Extract the whole listing as it stands. Do not include the pictures.
------------------------------------------------------------
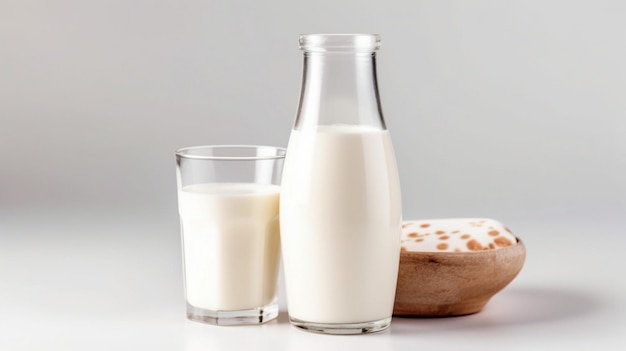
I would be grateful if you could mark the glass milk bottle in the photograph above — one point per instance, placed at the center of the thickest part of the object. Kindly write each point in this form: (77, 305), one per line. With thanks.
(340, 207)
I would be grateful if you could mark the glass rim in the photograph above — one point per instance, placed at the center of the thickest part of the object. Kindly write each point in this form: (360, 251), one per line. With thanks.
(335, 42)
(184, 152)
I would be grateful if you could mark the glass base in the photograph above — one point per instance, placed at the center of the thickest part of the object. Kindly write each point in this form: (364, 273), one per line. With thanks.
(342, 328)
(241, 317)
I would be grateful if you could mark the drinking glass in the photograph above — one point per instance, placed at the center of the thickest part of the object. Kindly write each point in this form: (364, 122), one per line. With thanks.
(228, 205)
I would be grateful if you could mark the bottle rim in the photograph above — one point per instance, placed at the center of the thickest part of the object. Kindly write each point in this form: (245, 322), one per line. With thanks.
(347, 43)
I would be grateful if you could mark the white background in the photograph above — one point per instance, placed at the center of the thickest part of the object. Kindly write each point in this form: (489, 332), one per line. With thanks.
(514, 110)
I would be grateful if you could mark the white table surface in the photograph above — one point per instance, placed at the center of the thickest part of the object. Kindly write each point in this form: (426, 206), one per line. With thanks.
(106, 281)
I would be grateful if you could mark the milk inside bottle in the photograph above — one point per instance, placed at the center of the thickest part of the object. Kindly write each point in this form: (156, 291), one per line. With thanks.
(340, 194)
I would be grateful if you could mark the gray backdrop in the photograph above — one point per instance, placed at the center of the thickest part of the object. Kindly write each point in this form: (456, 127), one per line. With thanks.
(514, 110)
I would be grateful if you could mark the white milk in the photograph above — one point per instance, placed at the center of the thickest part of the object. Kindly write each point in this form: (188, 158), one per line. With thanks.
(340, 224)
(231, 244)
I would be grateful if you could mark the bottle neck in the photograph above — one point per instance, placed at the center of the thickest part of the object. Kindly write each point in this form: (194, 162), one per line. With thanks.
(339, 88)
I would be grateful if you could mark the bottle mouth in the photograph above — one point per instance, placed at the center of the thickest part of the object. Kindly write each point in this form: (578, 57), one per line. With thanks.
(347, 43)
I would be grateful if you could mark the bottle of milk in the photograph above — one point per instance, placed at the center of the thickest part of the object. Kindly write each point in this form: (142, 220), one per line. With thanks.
------------------------------------------------------------
• Reply to the task:
I would be grateful if you could mark the glass milk bottle in the photograph above — one point per instance, placed at the center of the thickest part of the object. Kindly write each point in this form: (77, 305), one per line. With thanks.
(340, 207)
I would be grateful if you could mark the glass rim in the photograph above — one point per instance, placed at the center of the thickest part of the object. Kindly write each point in this form: (360, 251), one per line. With thanks.
(335, 42)
(184, 152)
I would be grateful if you could mark the glass base in the photograph above — one point per instance, placed at the center of the thickest part of the object. Kindly write each point in this form: (364, 273), one per line. With thanks.
(342, 328)
(241, 317)
I would be grateful if you could mark the drinking glass in the photograph above — one point per instance, placed at the center of the thickest part of the object. Kindly write each point in this form: (364, 122), one per line. With thanks.
(228, 205)
I would be grateful if you could mark the bottle rim in the photograph above — one point per instance, placed at the center of the thickest part of the object. Kindly write each point in this form: (245, 322), one per line. With thanks.
(347, 43)
I would be grateful if you could mark the white background in the photograph above — one point per instance, placed at the center of the thickest part of the object. Kindly write each point in this form: (489, 332), one per line. With thanks.
(514, 110)
I would be grateful if you could mark the white table surface in the photograph above — one point per instance, placed at the center of the thickest part of the object. Kindly write each point in this form: (426, 206), one per line. With thanks.
(106, 281)
I would be grateful if you could mark the milk inside bottle in the photograph above — one point per instance, placed at the center of the thickest part of the object. Kindly write each point in this form: (156, 291), one per line. With thanks.
(340, 194)
I would be grateful if you could mark the gray backdrop in the photograph above — one point per instance, placed at the center of the thickest part of the object. Kindly write each point in this form: (456, 127), one per line. With thanks.
(514, 110)
I would be grateful if you could mark the white milk in the photograph above — one point per instance, placed at the center of the thickest part of the object. Kindly write each point in this form: (188, 158), one per line. With thanks.
(340, 224)
(231, 244)
I would be grateful if you could mark the bottle neck in the photograph above — one point per instance, placed at the center of the thickest part of the object. Kindly write each point in this form: (194, 162), one per line. With thanks.
(339, 88)
I would be grateful if you could mark the bottle mouth in the photograph above — one point per instance, placed at the center of the thickest part of the object. Kindly write each point in this form: (578, 57), one per line. With thanks.
(347, 43)
I would be grateful if you could mark the bottle of milk in the photograph above — one point per instance, placed at the center of the thickest part of the object. Kindly write each point in this form: (142, 220), one per line. With thanks.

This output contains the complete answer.